- SUPPLIED PASSAGE -

>>>

Author: John Warden, Center for Strategic and International Studies
The 9th session of the 2011 Asan Plenum focused on the U.S. Nuclear Posture Review, and in particular, the perspectives and reactions of the United States, China, and Russia. It featured presentations by Dr. Clark Murdock, a senior advisor at the Center for Strategic and International Studies (CSIS), Dr. Lora Saalman, a Beijing-based associate in the Nuclear Policy Program at the Carnegie Endowment, and Mr. Walter Slocombe, a former U.S. Undersecretary of Defense for Policy and senior counsel at Caplin & Drysdale.
Murdock began with a brief introduction to the main issues in the 2010 Nuclear Posture Review (NPR) report. He began by outlining the main takeaways. Among other things, the NPR report identifies nuclear terrorism and proliferation as the top priorities for the United States; expresses an interest in maintaining strategic stability with Russia and China; updates the U.S. understanding of its Negative Security Assurance, specifying that it only applies to countries in compliance with their nonproliferation obligations; argues that the United States should maintain the triad during the 10-year duration of New START; commits to limiting silo-based intercontinental ballistic missiles (ICBMs) to a single warhead; pledges to retire the Tomahawk Land Attack Cruise Missile/Nuclear (TLAM/N); and rejects the de-alerting of ICBMs and submarine launched ballistic missiles (SLBMs).

<<<

- SUPPLIED DATA -
>>>

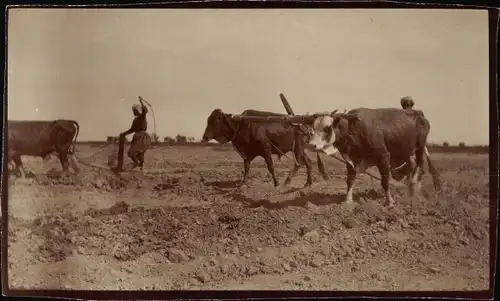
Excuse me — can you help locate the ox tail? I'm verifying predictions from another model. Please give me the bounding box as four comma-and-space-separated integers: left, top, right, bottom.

<<<

Please print the summary of the Asan Plenum session on the Nuclear Posture Review again in full, word for word.

Author: John Warden, Center for Strategic and International Studies
The 9th session of the 2011 Asan Plenum focused on the U.S. Nuclear Posture Review, and in particular, the perspectives and reactions of the United States, China, and Russia. It featured presentations by Dr. Clark Murdock, a senior advisor at the Center for Strategic and International Studies (CSIS), Dr. Lora Saalman, a Beijing-based associate in the Nuclear Policy Program at the Carnegie Endowment, and Mr. Walter Slocombe, a former U.S. Undersecretary of Defense for Policy and senior counsel at Caplin & Drysdale.
Murdock began with a brief introduction to the main issues in the 2010 Nuclear Posture Review (NPR) report. He began by outlining the main takeaways. Among other things, the NPR report identifies nuclear terrorism and proliferation as the top priorities for the United States; expresses an interest in maintaining strategic stability with Russia and China; updates the U.S. understanding of its Negative Security Assurance, specifying that it only applies to countries in compliance with their nonproliferation obligations; argues that the United States should maintain the triad during the 10-year duration of New START; commits to limiting silo-based intercontinental ballistic missiles (ICBMs) to a single warhead; pledges to retire the Tomahawk Land Attack Cruise Missile/Nuclear (TLAM/N); and rejects the de-alerting of ICBMs and submarine launched ballistic missiles (SLBMs).